> Passage:
::::::::

The chorus enters, declaring fate the master of human life, with humans unable to resist or change their fates.
Note: In the Oxford edition of the play used in this guide, Act V ends here, with the chorus’s speech once again functioning as a marker between acts. However, many other translations retain the traditional five-act structure, with Act V continuing until the end of the play.
As in other Senecan tragedies, a messenger delivers important information toward the end of the play. In keeping with the traditions of Greek tragedy, the pivotal act of violence takes place offstage. Through the messenger’s speech, the audience hears both a recounting of Oedipus’s actions from an observer’s perspective, while also accessing Oedipus’s own emotions through the messenger’s relaying of Oedipus’s words.
Seneca’s ordering of events differs from Sophocles’s. Sophocles has Jocasta hang herself first, with Oedipus blinding himself afterward using her clothing pins. Seneca’s Oedipus blinds himself by pulling out his eyes before Jocasta even fully admits her sin. In Seneca’s retelling, Oedipus takes full responsibility for his actions in his blinding, rather than reacting to Jocasta’s death.

::::::::

> Stored data:
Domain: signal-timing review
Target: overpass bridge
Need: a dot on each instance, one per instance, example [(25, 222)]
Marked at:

::::::::

> Work instructions:
(a) In the Oedipus passage, what does Oedipus use to blind himself in Sophocles's version?
(b) Translate this sentence from the Oedipus passage into Spanish: "Seneca’s ordering of events differs from Sophocles’s."
(c) Write out the Oedipus passage from "Note: In the" to "of Oedipus’s words.", keeping every word unchanged.

> Task-by-task results:
(a) Jocasta's clothing pins.

(b) El orden de los acontecimientos en Séneca difiere del de Sófocles.

(c)
Note: In the Oxford edition of the play used in this guide, Act V ends here, with the chorus’s speech once again functioning as a marker between acts. However, many other translations retain the traditional five-act structure, with Act V continuing until the end of the play.
As in other Senecan tragedies, a messenger delivers important information toward the end of the play. In keeping with the traditions of Greek tragedy, the pivotal act of violence takes place offstage. Through the messenger’s speech, the audience hears both a recounting of Oedipus’s actions from an observer’s perspective, while also accessing Oedipus’s own emotions through the messenger’s relaying of Oedipus’s words.